AIM: Present the data as a numbered list, everything from the line containing "Spot the narrow" down to the line containing "(741, 1114)", both ends included. Leave out any blank lines.

-- start of DATA SUPPLIED --

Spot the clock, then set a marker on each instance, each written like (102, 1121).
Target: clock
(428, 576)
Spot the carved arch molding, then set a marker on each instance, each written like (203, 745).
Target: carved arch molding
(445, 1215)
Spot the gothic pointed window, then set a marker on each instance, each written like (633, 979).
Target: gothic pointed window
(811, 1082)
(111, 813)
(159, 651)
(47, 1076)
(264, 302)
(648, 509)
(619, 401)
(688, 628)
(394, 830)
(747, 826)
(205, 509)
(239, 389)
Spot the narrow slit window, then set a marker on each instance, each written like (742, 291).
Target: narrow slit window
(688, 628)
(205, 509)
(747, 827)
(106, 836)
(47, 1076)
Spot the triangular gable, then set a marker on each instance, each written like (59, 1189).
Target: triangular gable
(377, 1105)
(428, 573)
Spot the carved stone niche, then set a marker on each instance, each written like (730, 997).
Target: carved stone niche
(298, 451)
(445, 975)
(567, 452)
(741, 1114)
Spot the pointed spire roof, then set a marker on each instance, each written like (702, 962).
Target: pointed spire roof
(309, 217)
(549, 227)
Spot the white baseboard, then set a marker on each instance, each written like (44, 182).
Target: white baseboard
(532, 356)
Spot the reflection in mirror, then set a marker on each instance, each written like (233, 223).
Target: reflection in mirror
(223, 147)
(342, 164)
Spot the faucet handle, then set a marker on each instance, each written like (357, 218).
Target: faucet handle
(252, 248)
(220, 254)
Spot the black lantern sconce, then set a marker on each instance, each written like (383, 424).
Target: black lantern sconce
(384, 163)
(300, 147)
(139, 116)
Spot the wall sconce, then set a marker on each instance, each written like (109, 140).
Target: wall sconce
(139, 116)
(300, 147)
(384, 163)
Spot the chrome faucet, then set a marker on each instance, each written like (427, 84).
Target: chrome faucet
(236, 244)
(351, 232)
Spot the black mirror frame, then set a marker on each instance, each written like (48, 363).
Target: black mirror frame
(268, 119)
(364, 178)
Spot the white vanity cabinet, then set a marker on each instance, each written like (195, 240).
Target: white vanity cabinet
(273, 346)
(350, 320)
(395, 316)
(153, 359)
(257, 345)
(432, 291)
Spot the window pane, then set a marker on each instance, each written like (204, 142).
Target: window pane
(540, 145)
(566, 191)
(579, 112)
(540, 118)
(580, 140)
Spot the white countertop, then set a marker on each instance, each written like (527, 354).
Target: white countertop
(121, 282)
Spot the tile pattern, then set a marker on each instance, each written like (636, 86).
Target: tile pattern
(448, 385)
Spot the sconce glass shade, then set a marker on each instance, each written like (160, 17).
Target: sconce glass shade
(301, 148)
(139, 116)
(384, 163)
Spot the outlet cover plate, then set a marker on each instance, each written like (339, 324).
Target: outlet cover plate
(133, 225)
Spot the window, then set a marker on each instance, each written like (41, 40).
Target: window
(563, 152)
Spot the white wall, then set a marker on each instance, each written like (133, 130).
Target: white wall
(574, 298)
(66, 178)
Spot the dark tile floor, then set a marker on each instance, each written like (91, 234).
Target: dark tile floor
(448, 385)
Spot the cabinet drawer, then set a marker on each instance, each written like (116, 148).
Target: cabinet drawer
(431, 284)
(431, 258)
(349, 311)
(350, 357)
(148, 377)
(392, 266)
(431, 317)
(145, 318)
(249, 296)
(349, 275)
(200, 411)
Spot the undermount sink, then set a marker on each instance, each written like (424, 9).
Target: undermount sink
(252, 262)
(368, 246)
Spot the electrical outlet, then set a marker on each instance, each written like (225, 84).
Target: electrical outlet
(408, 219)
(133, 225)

-- end of DATA SUPPLIED --

THE ANSWER:
1. Spot the narrow slit window, then set a marker on each instance, each written like (742, 291).
2. Target: narrow slit window
3. (688, 628)
4. (205, 509)
5. (747, 827)
6. (106, 836)
7. (47, 1076)
8. Spot the triangular gable, then set a marker on each instance, each written like (59, 1189).
9. Target: triangular gable
10. (377, 1105)
11. (428, 573)
12. Spot the carved stone niche, then set a marker on each instance, each written like (730, 997).
13. Target: carved stone niche
14. (298, 451)
15. (445, 975)
16. (567, 452)
17. (741, 1114)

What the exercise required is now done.